Exercise:
Turn part of the records below into a Markdown table with two columns, Row for a running number and Line for the line itself, leaving out blank lines. Begin at the line that contains "Note to the class: find the bird's tail" and stop after the line that contains "(1197, 424)".

Data listing:
------------------------------------

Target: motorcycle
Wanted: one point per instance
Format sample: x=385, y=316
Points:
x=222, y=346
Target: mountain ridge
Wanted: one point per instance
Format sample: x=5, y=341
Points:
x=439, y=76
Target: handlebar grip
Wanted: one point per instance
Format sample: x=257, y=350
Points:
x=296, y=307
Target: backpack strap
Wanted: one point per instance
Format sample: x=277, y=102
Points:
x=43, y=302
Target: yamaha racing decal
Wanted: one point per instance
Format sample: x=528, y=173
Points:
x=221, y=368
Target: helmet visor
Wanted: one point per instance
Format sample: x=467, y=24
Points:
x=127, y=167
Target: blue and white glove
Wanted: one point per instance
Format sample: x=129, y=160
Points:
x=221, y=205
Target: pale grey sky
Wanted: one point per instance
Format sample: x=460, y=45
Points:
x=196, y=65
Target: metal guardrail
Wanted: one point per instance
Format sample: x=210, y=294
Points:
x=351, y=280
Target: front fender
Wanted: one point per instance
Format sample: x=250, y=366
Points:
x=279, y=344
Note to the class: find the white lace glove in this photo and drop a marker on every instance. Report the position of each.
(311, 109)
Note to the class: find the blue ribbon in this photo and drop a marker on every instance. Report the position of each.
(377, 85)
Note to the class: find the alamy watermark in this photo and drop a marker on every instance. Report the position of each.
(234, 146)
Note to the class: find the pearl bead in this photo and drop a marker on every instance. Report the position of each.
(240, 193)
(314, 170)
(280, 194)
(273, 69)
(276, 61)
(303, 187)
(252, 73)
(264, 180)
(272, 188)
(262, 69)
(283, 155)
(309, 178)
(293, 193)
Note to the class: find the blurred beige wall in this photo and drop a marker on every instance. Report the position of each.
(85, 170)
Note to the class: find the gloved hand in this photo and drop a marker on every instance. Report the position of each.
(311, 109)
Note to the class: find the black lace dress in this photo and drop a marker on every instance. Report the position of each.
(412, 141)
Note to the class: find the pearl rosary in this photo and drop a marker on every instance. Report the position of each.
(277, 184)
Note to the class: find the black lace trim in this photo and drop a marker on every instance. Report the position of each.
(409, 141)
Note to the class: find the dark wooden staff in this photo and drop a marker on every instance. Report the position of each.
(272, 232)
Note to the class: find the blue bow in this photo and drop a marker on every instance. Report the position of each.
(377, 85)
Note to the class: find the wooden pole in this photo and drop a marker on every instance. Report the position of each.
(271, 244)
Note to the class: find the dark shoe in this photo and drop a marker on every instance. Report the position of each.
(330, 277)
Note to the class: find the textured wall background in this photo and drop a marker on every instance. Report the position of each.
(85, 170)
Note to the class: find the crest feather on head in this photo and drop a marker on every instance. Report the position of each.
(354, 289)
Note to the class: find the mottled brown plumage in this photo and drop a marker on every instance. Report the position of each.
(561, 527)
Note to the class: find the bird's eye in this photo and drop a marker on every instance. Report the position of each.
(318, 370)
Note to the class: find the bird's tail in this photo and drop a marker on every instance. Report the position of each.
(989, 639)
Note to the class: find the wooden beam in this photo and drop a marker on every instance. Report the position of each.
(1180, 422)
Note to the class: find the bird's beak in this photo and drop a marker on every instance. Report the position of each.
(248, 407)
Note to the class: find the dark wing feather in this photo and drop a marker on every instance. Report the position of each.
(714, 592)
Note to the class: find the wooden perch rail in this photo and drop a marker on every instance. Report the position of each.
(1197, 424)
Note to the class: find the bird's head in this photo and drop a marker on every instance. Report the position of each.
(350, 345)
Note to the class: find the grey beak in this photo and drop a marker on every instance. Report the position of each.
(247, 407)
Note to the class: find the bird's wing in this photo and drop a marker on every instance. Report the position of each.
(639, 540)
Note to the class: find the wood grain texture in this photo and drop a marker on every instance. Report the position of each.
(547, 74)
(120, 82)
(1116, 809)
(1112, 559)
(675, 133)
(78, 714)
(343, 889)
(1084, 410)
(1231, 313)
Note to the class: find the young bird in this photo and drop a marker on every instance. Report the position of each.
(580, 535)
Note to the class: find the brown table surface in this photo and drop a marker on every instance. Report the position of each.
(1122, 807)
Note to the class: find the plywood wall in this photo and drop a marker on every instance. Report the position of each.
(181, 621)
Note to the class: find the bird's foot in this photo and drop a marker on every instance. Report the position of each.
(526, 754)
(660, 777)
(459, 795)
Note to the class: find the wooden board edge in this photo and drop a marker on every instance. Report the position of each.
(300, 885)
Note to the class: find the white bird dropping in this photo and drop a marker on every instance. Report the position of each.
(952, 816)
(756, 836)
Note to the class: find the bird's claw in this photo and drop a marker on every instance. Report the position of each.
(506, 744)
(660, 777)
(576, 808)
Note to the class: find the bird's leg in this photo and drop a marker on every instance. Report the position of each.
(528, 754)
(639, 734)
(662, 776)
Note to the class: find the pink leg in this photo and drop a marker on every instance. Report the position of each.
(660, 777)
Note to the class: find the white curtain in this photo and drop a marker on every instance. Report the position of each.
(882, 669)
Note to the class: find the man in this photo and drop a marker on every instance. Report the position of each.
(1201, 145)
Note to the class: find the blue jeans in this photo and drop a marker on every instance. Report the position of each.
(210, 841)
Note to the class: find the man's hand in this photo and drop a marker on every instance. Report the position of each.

------------------------------------

Written answer:
| Row | Line |
|---|---|
| 1 | Note to the class: find the bird's tail in this photo and drop a marker on every instance. Report the position of each. |
| 2 | (989, 639) |
| 3 | Note to the class: find the wooden beam in this photo and drop a marker on every instance. Report the position of each. |
| 4 | (1180, 422) |
| 5 | Note to the class: find the bird's beak in this photo and drop a marker on every instance. Report the position of each. |
| 6 | (248, 407) |
| 7 | Note to the class: find the dark wing feather in this photo and drop a marker on every instance. Report the position of each. |
| 8 | (714, 592) |
| 9 | Note to the class: find the wooden perch rail in this photo and drop a marker on every instance. Report the position of each. |
| 10 | (1197, 424) |